━━━ DATASET ENTRIES

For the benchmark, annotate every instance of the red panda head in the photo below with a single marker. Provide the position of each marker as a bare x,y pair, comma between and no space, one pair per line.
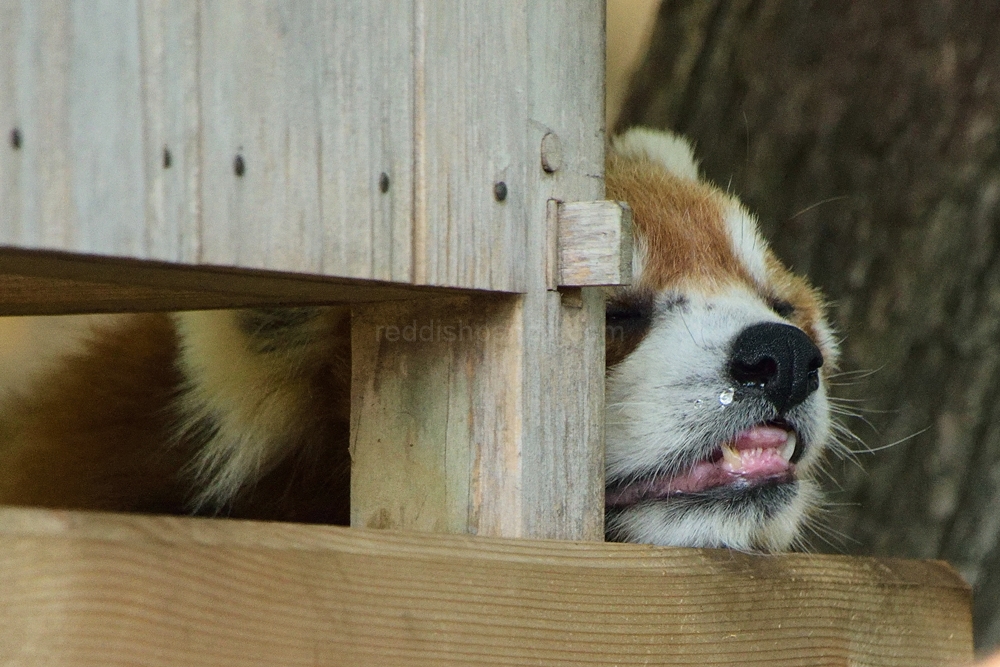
718,359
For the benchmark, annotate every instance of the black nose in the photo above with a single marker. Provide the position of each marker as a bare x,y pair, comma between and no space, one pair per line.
778,361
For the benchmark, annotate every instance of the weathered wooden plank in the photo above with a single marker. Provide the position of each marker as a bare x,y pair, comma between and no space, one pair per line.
467,435
171,123
471,151
563,355
45,283
436,425
595,243
89,589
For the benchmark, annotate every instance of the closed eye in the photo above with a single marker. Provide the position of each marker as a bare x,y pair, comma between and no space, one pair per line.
781,307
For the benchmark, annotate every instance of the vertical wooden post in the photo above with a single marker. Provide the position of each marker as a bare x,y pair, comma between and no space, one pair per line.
497,434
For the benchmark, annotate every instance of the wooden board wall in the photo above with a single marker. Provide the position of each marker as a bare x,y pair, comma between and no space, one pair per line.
515,447
332,138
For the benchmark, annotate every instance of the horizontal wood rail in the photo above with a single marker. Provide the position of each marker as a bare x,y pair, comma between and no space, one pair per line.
100,589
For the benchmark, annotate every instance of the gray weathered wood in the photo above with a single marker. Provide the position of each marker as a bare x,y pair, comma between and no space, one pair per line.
595,243
499,439
371,141
436,424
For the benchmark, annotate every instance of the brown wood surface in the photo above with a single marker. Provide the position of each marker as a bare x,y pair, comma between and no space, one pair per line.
94,589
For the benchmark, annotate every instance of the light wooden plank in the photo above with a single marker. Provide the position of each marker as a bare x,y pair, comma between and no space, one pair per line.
595,243
89,589
46,283
563,355
436,416
468,436
470,116
171,124
260,69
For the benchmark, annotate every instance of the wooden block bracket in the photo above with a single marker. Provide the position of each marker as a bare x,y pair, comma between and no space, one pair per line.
95,589
593,243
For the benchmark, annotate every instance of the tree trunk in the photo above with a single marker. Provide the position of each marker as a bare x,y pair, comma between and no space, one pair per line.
865,135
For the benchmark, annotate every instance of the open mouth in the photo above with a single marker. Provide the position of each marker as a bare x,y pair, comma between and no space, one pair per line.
762,454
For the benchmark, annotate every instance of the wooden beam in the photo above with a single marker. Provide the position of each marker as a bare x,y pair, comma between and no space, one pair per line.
50,283
81,589
595,243
500,436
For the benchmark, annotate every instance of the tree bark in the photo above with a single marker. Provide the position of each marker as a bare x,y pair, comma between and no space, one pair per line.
865,134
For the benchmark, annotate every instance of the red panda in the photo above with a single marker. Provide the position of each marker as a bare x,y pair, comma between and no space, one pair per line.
717,413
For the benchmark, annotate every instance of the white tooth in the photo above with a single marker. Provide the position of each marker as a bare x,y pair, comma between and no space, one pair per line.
789,447
732,457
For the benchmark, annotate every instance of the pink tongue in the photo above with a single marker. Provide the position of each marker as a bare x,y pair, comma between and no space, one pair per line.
760,458
761,437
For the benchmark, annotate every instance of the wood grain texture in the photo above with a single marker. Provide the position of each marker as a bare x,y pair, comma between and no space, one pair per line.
436,425
595,243
82,589
471,110
47,283
502,436
870,148
563,332
370,141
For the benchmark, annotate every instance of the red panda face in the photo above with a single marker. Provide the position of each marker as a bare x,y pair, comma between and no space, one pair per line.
718,357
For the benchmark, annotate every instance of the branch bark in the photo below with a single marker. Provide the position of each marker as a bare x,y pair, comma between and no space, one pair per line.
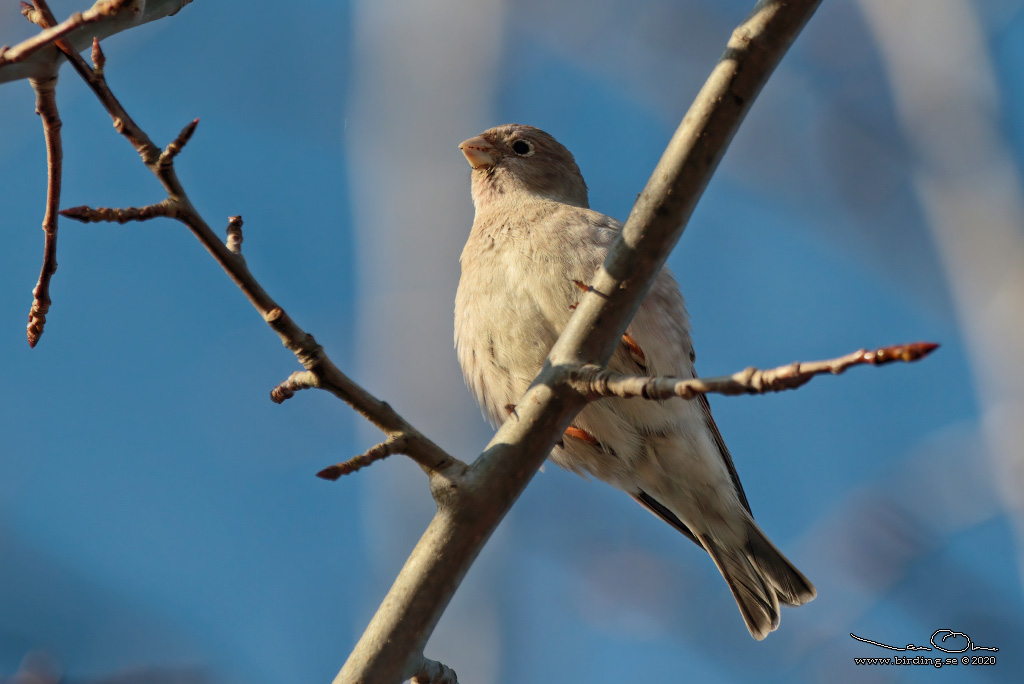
393,641
472,500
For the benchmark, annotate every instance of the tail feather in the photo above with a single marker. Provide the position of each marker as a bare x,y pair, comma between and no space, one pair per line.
760,578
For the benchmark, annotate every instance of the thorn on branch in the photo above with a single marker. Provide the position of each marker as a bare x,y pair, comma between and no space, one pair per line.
104,214
297,381
596,382
98,58
176,145
432,672
30,12
396,444
235,233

━━━━━━

TASK REQUIREMENTS:
Reproduce word for word the rows from the one containing "For the benchmark, annotate every instance of the tail" through the last row.

COMPLETED EXERCISE:
For the benchmark, annotate every instance of the tail feather in the photo above with a single marker. Provide the position of each marker as a bare x,y pair, comma between and no space, one pair per line.
760,578
For the benchmark, annotate every instance of the thorn on branch in the photo above with a single marker. Provide the position of each marker as a bare x,y pair, comma between and no space, one pair per line.
104,214
297,381
596,382
98,58
176,145
432,672
30,12
396,444
235,233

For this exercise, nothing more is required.